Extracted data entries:

▬▬▬

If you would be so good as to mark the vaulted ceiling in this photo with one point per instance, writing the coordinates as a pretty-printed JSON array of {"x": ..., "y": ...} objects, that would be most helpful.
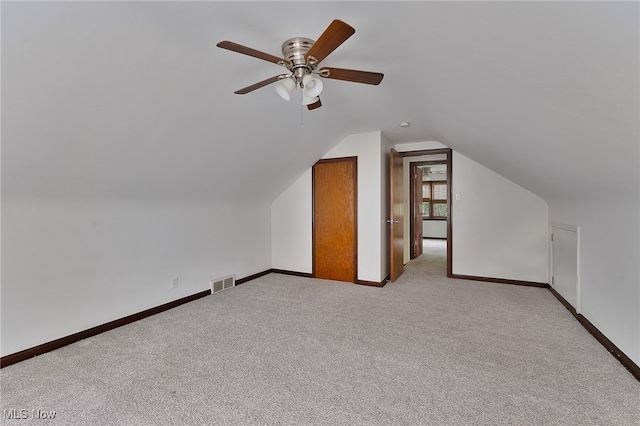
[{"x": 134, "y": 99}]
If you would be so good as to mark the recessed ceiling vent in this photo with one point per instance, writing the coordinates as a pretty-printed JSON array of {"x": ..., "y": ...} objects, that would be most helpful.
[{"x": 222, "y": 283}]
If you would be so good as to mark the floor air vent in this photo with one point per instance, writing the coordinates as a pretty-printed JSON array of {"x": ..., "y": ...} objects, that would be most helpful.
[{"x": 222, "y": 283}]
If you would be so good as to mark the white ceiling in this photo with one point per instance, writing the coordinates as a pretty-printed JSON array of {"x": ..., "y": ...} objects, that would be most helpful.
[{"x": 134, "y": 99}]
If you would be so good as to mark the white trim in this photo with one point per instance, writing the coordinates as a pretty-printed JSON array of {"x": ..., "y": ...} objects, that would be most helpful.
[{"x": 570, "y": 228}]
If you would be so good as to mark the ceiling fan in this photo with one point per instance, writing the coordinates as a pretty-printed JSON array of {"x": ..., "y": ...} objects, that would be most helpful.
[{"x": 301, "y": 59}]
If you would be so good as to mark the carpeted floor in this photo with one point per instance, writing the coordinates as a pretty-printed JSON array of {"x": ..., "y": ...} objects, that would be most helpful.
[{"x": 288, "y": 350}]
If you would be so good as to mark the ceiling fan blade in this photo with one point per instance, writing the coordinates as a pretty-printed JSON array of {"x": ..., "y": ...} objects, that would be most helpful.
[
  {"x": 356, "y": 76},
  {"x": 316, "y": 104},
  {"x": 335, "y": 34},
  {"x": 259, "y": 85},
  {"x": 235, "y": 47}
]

▬▬▬

■ What the exercise asks
The answer should be exactly the lines from the one that contains "ceiling fan blade" through the end of the entries, both ends included, and nothing besides.

■ Task solution
If you would be so good as to mark the ceiling fan blade in this photo with one point per instance, writing the coordinates as a pretty-printed JSON array of {"x": ..., "y": ...} objects, that would be most helpful.
[
  {"x": 356, "y": 76},
  {"x": 316, "y": 104},
  {"x": 335, "y": 34},
  {"x": 259, "y": 85},
  {"x": 235, "y": 47}
]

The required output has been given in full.